- _PROBLEM REQUIREMENTS_
Copy every one of the following rows word for word, without changing anything.

·····

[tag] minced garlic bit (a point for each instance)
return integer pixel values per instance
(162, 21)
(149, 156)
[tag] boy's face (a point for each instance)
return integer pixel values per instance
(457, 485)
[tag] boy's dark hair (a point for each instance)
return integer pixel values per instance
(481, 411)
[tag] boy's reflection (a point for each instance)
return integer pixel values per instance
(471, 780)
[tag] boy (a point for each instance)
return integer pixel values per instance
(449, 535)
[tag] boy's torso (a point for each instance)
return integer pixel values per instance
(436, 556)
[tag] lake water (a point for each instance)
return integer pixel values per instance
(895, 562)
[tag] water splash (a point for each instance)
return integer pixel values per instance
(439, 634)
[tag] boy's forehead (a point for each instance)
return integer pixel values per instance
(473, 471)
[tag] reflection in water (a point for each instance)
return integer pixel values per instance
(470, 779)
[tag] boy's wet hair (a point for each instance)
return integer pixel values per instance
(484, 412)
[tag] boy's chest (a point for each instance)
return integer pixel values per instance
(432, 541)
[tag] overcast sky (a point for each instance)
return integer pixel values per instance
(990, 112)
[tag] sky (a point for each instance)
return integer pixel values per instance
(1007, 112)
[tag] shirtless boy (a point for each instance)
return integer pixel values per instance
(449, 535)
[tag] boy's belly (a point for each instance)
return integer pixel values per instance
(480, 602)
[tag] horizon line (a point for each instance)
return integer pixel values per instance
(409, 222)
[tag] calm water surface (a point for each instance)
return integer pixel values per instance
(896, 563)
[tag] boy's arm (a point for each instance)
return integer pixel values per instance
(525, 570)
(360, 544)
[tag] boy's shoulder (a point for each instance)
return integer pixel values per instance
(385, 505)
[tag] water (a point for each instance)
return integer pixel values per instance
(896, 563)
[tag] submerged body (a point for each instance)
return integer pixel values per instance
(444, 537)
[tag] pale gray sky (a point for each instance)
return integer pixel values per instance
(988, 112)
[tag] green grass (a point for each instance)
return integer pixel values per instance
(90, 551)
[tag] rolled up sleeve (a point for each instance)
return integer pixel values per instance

·····

- _RESULT OF THE TASK_
[tag] minced garlic bit (a point for each instance)
return integer pixel values per instance
(162, 21)
(149, 156)
[tag] boy's face (a point for each instance)
return integer pixel values per instance
(457, 485)
[tag] boy's dark hair (a point for each instance)
return integer pixel values per instance
(481, 411)
[tag] boy's reflection (a point for each instance)
return integer pixel values per instance
(471, 780)
[tag] boy (a point for each instance)
return integer pixel values per instance
(449, 535)
[tag] boy's torso (a point for each instance)
return integer pixel values per instance
(436, 556)
[tag] lake water (a point for each instance)
return integer pixel values per instance
(895, 562)
[tag] water splash (a point for each instance)
return integer pixel values per instance
(439, 634)
[tag] boy's forehead (a point for each instance)
return integer pixel values per instance
(473, 471)
[tag] reflection in water (a point for each instance)
return integer pixel values per instance
(470, 779)
[tag] boy's wet hair (a point for each instance)
return integer pixel values per instance
(484, 412)
[tag] boy's chest (a point for each instance)
return integer pixel values per instance
(432, 541)
[tag] overcast sky (a point for each instance)
return integer pixel values per instance
(990, 112)
[tag] sky (a point for each instance)
return integer pixel values per instance
(1007, 112)
[tag] shirtless boy (a point for each instance)
return integer pixel values per instance
(449, 535)
[tag] boy's belly (a point for each instance)
return integer pixel values per instance
(480, 602)
[tag] horizon line (a point for each instance)
return integer pixel values per instance
(409, 222)
[tag] calm water surface (a point for each instance)
return integer pixel values per instance
(896, 563)
[tag] boy's arm (a point for each instance)
return integer pixel values per instance
(525, 570)
(360, 544)
[tag] boy's shoulder (a point for each instance)
return integer pixel values per instance
(385, 505)
[tag] water (a point for each instance)
return integer pixel values per instance
(896, 563)
[tag] submerged body (a point for each instance)
return integer pixel values per instance
(444, 537)
[tag] pale gray sky (a point for each instance)
return integer pixel values per instance
(988, 112)
[tag] green grass (a point for each instance)
return integer pixel values per instance
(90, 551)
[tag] rolled up sleeve (a point for each instance)
return integer pixel values per instance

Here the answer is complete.